Entries from a pointing dataset:
╭──

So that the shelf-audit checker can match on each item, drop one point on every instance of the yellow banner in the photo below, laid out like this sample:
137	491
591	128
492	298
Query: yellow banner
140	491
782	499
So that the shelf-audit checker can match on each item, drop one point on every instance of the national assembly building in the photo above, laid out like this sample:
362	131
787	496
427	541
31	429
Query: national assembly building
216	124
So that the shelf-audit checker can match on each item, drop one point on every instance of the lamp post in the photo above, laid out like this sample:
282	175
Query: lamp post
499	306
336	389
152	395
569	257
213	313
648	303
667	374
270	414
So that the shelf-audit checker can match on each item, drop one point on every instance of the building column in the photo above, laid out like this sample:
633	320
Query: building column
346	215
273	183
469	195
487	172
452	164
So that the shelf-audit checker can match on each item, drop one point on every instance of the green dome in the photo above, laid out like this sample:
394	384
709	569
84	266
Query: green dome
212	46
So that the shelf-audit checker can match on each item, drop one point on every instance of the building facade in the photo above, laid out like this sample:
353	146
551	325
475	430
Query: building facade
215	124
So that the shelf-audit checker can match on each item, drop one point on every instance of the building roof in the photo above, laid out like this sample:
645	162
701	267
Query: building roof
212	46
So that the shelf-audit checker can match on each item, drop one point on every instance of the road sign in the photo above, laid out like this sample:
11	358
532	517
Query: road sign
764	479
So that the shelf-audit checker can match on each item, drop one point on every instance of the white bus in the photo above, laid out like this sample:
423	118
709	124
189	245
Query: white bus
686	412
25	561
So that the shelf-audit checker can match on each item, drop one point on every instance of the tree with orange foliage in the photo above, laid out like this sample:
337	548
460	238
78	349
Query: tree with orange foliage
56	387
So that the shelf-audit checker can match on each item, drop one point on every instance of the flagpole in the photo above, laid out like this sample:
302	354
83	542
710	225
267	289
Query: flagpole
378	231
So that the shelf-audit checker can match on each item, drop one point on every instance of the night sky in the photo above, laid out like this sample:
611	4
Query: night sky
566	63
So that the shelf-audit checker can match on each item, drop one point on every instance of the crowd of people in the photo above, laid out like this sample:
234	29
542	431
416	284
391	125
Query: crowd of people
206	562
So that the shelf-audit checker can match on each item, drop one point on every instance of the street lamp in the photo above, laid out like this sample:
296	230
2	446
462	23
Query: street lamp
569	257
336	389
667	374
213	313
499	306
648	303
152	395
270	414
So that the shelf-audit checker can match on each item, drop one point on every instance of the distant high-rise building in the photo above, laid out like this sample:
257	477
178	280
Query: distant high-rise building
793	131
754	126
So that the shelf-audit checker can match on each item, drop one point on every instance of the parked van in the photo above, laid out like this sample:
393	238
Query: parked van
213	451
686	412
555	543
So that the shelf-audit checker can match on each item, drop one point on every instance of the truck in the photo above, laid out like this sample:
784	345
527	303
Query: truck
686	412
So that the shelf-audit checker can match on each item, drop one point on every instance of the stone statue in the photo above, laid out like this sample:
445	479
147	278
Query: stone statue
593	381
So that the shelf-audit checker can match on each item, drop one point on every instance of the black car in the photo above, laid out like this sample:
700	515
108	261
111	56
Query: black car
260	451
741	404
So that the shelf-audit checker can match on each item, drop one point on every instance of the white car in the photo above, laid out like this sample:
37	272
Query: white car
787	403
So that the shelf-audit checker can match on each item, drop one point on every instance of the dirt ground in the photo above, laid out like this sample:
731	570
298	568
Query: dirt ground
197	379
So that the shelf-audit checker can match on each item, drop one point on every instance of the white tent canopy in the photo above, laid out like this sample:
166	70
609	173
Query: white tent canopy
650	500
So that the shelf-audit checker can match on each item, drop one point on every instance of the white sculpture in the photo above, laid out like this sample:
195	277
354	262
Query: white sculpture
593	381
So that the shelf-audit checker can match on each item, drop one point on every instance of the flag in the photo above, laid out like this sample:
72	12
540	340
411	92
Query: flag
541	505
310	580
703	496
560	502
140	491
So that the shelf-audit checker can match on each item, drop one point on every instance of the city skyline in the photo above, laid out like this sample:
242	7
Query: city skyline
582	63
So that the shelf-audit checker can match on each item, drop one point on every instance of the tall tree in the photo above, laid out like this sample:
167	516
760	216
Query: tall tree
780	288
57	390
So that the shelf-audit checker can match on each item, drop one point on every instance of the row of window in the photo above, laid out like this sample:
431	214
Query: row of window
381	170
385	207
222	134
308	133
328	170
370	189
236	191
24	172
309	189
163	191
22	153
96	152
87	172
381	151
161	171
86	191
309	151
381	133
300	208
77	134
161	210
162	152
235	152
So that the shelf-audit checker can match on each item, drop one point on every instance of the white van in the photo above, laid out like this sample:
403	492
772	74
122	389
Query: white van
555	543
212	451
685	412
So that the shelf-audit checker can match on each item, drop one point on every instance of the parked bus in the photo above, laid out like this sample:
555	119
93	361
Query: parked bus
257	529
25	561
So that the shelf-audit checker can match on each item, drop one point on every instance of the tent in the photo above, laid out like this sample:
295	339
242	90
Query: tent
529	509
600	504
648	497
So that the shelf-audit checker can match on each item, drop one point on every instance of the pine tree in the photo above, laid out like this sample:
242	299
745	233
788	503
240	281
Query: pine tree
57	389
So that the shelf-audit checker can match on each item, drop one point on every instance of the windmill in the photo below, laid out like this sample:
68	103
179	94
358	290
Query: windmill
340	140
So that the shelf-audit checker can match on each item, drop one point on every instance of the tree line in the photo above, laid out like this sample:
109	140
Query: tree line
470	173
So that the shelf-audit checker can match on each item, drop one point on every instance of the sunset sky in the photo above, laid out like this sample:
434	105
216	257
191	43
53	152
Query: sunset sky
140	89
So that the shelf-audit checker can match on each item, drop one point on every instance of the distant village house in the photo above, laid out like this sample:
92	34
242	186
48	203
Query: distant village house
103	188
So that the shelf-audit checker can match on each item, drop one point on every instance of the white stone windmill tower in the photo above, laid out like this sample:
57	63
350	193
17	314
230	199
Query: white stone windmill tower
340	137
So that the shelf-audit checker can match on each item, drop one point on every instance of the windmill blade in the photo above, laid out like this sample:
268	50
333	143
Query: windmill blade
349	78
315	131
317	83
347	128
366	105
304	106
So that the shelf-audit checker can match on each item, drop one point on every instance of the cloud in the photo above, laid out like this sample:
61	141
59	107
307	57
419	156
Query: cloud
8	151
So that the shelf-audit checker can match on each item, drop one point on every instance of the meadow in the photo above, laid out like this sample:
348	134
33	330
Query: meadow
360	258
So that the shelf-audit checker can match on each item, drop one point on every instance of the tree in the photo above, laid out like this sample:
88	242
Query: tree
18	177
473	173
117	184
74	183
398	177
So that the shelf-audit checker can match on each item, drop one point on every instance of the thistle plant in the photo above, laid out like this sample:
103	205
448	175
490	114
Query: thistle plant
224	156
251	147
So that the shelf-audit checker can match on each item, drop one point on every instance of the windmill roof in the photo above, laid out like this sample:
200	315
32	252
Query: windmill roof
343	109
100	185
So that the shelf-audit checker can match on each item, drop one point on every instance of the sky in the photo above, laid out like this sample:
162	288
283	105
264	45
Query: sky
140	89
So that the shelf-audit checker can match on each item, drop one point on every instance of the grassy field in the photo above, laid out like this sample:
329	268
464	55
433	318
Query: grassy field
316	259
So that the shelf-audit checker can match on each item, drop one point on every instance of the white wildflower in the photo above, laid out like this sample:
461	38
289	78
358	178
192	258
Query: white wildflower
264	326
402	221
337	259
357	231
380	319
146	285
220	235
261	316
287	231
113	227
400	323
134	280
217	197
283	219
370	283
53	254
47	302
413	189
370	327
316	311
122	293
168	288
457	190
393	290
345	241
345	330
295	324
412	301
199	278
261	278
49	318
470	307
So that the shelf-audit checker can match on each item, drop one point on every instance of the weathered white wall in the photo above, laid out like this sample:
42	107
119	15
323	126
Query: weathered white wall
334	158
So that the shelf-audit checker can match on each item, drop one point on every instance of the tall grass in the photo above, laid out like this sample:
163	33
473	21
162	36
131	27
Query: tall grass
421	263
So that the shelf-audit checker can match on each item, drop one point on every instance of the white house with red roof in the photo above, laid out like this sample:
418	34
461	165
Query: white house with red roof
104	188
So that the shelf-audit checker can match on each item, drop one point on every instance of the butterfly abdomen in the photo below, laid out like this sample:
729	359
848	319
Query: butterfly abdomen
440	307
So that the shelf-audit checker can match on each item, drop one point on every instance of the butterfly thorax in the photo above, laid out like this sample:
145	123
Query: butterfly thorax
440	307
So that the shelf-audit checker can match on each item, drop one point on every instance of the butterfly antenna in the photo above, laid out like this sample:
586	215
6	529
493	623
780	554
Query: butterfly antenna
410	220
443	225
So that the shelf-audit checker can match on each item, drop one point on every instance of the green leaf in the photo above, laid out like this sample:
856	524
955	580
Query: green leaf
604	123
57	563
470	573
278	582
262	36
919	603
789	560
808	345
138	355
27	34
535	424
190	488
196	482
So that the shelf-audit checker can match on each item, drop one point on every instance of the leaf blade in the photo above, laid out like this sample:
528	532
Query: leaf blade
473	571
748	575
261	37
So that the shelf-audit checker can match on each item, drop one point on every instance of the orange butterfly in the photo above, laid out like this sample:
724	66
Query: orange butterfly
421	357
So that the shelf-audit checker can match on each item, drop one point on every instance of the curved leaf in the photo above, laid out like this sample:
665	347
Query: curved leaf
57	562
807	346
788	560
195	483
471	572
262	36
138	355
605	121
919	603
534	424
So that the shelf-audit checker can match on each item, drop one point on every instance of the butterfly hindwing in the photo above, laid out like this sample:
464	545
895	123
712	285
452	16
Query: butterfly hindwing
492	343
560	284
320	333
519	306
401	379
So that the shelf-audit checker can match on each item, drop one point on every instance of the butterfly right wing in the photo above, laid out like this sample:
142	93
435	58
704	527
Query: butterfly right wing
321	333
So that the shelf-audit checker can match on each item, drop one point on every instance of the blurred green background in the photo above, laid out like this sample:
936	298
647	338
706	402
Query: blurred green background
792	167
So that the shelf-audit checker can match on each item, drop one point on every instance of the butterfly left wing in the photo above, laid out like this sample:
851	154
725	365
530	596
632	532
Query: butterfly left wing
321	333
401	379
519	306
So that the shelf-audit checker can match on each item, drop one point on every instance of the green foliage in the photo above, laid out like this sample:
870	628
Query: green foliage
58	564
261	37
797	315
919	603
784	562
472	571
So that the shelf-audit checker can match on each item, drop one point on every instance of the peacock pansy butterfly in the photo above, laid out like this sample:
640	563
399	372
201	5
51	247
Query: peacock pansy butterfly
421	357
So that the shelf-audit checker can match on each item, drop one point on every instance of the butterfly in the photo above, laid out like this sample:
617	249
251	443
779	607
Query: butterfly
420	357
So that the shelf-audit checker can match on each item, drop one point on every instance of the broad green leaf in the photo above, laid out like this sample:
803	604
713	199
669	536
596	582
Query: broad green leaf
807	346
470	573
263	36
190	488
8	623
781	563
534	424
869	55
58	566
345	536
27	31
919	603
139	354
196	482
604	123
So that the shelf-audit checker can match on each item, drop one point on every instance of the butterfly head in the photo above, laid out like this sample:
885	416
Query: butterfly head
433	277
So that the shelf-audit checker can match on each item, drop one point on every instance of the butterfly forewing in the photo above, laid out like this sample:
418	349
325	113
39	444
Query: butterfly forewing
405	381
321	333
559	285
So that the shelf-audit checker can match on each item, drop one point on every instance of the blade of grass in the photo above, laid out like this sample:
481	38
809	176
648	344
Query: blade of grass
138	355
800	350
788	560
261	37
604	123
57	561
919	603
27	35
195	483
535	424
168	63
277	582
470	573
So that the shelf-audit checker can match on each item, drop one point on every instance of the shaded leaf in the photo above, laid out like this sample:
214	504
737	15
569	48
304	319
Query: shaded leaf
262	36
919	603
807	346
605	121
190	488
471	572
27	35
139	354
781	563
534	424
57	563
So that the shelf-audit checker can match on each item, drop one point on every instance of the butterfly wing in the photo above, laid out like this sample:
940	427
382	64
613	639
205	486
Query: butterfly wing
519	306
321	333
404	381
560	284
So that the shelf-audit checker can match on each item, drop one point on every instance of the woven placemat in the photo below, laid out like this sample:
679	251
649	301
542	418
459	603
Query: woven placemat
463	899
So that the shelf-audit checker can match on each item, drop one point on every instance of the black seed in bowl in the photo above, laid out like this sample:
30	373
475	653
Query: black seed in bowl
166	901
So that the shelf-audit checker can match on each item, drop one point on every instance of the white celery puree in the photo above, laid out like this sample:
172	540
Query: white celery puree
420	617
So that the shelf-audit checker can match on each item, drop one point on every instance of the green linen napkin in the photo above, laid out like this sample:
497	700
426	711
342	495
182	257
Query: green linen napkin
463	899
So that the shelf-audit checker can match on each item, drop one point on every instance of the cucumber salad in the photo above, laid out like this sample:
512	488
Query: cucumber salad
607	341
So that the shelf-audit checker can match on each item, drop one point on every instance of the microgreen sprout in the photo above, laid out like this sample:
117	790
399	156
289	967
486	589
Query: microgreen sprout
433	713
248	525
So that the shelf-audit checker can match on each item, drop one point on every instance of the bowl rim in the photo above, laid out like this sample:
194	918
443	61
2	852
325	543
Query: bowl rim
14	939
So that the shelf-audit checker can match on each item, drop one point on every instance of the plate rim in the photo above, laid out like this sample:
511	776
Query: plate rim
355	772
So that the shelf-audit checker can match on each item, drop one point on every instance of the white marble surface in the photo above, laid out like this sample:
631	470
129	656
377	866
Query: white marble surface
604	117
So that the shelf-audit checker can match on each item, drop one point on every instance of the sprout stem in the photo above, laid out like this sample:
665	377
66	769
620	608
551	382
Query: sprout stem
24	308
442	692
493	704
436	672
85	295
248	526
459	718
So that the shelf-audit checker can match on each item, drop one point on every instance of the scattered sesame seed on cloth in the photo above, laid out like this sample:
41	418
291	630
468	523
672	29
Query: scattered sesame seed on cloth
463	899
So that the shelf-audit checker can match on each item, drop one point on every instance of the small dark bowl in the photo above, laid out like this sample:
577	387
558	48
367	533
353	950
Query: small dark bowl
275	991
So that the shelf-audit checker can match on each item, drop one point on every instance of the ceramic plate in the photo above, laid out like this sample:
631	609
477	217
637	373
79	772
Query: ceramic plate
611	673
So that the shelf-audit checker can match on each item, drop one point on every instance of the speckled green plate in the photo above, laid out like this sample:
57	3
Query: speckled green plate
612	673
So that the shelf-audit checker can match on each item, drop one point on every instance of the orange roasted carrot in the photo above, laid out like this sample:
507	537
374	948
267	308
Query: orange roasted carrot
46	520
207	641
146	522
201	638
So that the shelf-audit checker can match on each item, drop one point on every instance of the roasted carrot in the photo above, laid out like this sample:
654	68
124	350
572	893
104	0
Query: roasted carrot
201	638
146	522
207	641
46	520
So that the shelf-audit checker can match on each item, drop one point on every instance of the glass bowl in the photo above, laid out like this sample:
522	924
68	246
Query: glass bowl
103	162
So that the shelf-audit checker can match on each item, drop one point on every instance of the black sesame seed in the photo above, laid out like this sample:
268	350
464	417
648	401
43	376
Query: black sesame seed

╰──

- _AIM OF THE TASK_
From the "of the glass" line to the close of the listing, restate each line word for word.

- _ANSWER TO THIS EXERCISE_
So that the shelf-audit checker can match on each item, drop one point on every instance of the glass bowl in the photo above, laid out like this sample:
522	924
68	246
Query: glass bowl
103	162
So that the shelf-audit checker can match on each item, drop one point on every instance of the black sesame seed in the photo above, laid out like this sample:
268	350
464	417
648	401
43	376
Query: black sesame seed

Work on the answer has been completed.